— Start SELECTED EXTRACT —
Fee – regular payment for using the activated Account.
Files – documents of any kind (images, spreadsheets, text files, etc.) that are inserted to the System by the Client, and usually associated with a particular Deal, Person or Organization.
Guidelines – additional guidelines or rules applicable to specific Features, applications, products, or services which may be posted from time to time on the Platform or otherwise made available on or through the Services.
Companies – legal persons (such as companies) and other entities with which that Client is making sales opportunities.
Services – the Web Site, System, Content, Platform and all content, services and/or products available on or through the Platform.
Supplier Materials – the visual interfaces, graphics, design, systems, methods, information, computer code, software, services, “look and feel”, organization, compilation of the content, code, data, and all other elements of the Services;
Pipeline – the process of making a Deal, which consists of several Stages.
Plan – various criteria related to the use and functionality of the Services and on which the Fee is based.
Platform – the Supplier’s customer relationship management application.
Products – the goods or services that a Client is offering to persons and Organizations.
Reseller – third party entity that (i) purchases Services from Supplier and resells such Services to Clients, (ii) bills such Clients directly and (iii) provides such Clients with customer service.
Sensitive Information – means credit or debit card numbers; financial account numbers or wire instructions; government-issued identification numbers (such as Social Security numbers, passport numbers), biometric information, personal health information (or other information protected under any applicable health data protection laws), personal information of children protected under any child data protection laws, and any other information or combinations of information that falls within the definition of “special categories of data” under GDPR or any other applicable law relating to privacy and data protection.
Stage – the status of a Deal at a certain point in time.
System – the integrated cloud computing solution for providing the Services, including applications, software, hardware, data bases, interfaces, associated media, documentation, updates, new releases and other components or materials provided therewith;
User – a natural person granted with the Authorization to use the Account on behalf of a Client.
Web Site – the compilation of all web documents (including images, php and html files) made available via www.binoxmsp.com, and https://binoxmsp.web.app or its sub domains or domains with identical names under other top domains and owned by Supplier.
2. Authority to Enter into These Terms with Supplier
The use of the Services is subject to acceptance of these Terms. To accept these Terms for itself or on behalf of a Client, a person must have the legal capacity to do so. In the case of an individual, the individual must be at least 18 years of age or have valid authorization from his/her legal representative or custodian. In the case of a legal entity, the entity must be duly incorporated and in good standing.
— End SELECTED EXTRACT —
— Start SUPPLIED DATA —
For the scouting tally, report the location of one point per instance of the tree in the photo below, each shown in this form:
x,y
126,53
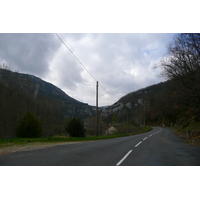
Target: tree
x,y
75,128
29,126
182,65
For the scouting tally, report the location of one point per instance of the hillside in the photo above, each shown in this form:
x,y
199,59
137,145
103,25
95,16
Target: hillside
x,y
134,106
37,89
20,93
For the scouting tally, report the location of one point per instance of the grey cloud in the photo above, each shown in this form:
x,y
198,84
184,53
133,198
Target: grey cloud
x,y
120,62
30,53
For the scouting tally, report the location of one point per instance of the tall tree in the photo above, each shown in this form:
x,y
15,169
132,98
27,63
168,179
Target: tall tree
x,y
182,64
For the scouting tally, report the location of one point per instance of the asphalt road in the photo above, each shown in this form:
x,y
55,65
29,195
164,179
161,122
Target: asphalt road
x,y
159,147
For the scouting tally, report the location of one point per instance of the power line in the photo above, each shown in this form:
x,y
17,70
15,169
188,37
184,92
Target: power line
x,y
83,65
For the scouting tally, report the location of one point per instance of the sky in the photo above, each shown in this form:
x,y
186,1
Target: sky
x,y
120,62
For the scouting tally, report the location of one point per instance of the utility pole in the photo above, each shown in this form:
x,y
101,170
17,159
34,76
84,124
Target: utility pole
x,y
97,109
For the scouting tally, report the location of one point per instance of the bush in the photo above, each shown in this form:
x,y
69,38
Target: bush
x,y
29,126
75,128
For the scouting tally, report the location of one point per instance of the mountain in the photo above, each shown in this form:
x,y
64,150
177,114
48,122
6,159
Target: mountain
x,y
39,89
134,106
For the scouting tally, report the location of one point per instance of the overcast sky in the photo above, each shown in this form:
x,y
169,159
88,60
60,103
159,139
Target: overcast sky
x,y
122,63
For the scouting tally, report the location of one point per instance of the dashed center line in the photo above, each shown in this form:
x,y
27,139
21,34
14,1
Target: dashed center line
x,y
124,158
119,163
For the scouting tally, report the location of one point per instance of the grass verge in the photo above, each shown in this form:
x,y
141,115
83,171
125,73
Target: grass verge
x,y
61,139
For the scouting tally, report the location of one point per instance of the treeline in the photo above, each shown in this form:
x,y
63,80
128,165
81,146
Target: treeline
x,y
180,102
16,101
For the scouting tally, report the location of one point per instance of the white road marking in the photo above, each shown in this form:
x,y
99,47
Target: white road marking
x,y
138,144
123,158
119,163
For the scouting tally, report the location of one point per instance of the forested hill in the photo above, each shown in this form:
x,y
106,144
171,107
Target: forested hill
x,y
20,93
35,86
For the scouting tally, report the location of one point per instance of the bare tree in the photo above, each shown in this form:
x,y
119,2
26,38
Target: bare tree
x,y
182,64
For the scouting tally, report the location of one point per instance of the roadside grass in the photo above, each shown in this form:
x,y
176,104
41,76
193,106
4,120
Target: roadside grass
x,y
60,139
190,133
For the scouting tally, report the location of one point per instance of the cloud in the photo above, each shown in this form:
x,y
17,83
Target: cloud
x,y
122,63
28,53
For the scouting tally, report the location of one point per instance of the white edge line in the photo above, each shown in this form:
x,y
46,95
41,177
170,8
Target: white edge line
x,y
138,144
124,158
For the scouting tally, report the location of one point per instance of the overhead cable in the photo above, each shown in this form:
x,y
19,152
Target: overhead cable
x,y
83,65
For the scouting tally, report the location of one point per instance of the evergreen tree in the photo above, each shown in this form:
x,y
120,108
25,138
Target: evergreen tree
x,y
29,126
75,128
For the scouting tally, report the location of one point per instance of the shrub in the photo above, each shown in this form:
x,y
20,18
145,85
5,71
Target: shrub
x,y
29,126
75,128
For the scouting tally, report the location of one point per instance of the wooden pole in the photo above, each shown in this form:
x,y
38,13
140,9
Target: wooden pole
x,y
97,109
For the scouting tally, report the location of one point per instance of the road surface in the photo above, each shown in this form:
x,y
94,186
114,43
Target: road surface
x,y
159,147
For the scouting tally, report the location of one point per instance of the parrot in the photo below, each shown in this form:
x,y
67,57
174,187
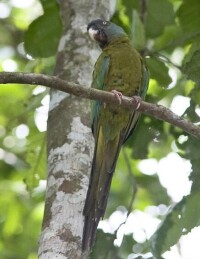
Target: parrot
x,y
119,69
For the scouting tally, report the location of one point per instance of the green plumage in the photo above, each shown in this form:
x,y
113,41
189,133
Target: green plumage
— End SUPPLIED DATA —
WRITTEN INSTRUCTION 1:
Using the terms excerpt, decide whether each statement agrees with it. Answer yes or no, and quote the words that decide it.
(a) A Pipeline is made up of several Stages.
(b) A Reseller bills Clients directly.
(c) An individual must be at least 21 years of age to accept the Terms.
WRITTEN INSTRUCTION 2:
Answer these questions from the terms excerpt.
(a) What is the Platform?
(b) How does the excerpt define a Stage?
(c) What condition must a legal entity meet to accept the Terms?
This material has no connection to the terms excerpt.

RESPONSE 1:
(a) Yes: "the process of making a Deal, which consists of several Stages."
(b) Yes: "(ii) bills such Clients directly"
(c) No: "the individual must be at least 18 years of age or have valid authorization from his/her legal representative or custodian."

RESPONSE 2:
(a) The Platform is the Supplier's customer relationship management application.
(b) A Stage is the status of a Deal at a certain point in time.
(c) The entity must be duly incorporated and in good standing.